Coordinate annotation entries
========================================

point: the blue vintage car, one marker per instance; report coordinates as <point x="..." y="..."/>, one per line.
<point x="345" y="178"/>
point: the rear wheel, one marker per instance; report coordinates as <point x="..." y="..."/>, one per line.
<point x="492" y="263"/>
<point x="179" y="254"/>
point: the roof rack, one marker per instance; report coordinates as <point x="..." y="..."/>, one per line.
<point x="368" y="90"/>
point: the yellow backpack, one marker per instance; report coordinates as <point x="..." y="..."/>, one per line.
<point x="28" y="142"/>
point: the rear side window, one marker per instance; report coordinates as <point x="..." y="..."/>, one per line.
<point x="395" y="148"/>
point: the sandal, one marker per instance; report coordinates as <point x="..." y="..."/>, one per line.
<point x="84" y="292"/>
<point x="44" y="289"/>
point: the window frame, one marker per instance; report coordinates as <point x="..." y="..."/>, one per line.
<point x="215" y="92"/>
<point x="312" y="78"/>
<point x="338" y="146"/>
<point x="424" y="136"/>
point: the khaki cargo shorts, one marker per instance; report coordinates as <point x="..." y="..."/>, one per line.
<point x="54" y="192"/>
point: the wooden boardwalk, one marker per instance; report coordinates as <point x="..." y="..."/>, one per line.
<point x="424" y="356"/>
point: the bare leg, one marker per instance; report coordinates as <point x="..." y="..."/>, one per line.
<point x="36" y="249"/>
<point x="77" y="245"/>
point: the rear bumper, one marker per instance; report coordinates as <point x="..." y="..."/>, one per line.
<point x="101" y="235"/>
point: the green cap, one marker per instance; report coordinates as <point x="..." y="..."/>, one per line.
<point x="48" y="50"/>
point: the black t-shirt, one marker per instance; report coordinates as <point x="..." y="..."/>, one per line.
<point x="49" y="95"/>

========================================

- [REQUIRED WORK]
Rewrite all of the items above, changing "one marker per instance" to "a single marker for each instance" wherever it occurs and leaving everything else unchanged.

- [CORRECT RESPONSE]
point: the blue vintage car, a single marker for each instance; report coordinates as <point x="..." y="..."/>, one per line.
<point x="345" y="178"/>
point: the rear wheel, a single marker for each instance; report coordinates as <point x="..." y="..."/>, one per line.
<point x="492" y="263"/>
<point x="179" y="254"/>
point: the roof rack, a single marker for each instance; report coordinates as <point x="..." y="..."/>, one per line.
<point x="368" y="90"/>
point: the yellow backpack, a single marker for each instance; report coordinates as <point x="..." y="..."/>, one per line.
<point x="28" y="142"/>
point: the rear side window, a single marker for each instance; report coordinates as <point x="..." y="..."/>, one per line.
<point x="395" y="148"/>
point: the sandal, a single marker for each instance; report coordinates as <point x="..." y="..."/>, one per line.
<point x="84" y="292"/>
<point x="44" y="289"/>
point: the window frame, a single marker for each instance; report coordinates as <point x="..." y="..."/>, one per line.
<point x="215" y="92"/>
<point x="312" y="78"/>
<point x="338" y="146"/>
<point x="424" y="136"/>
point: the khaki cargo shorts, a single marker for each instance; report coordinates as <point x="..." y="..."/>, one per line.
<point x="54" y="192"/>
point: the wooden boardwalk, a single marker for each instance; report coordinates as <point x="..." y="..."/>, one per line.
<point x="424" y="356"/>
point: the bare leg, a single marker for each instance; report coordinates as <point x="..." y="..."/>, one per line.
<point x="36" y="249"/>
<point x="77" y="245"/>
point: the rear bumper, a single marker for each instance; report coordinates as <point x="..." y="..."/>, one per line.
<point x="101" y="235"/>
point: the green cap, a single marker for each instance; report coordinates as <point x="..." y="..."/>, one per line.
<point x="48" y="50"/>
point: the black t-shirt, a single marker for each instance; report coordinates as <point x="..." y="..."/>, one per line.
<point x="49" y="95"/>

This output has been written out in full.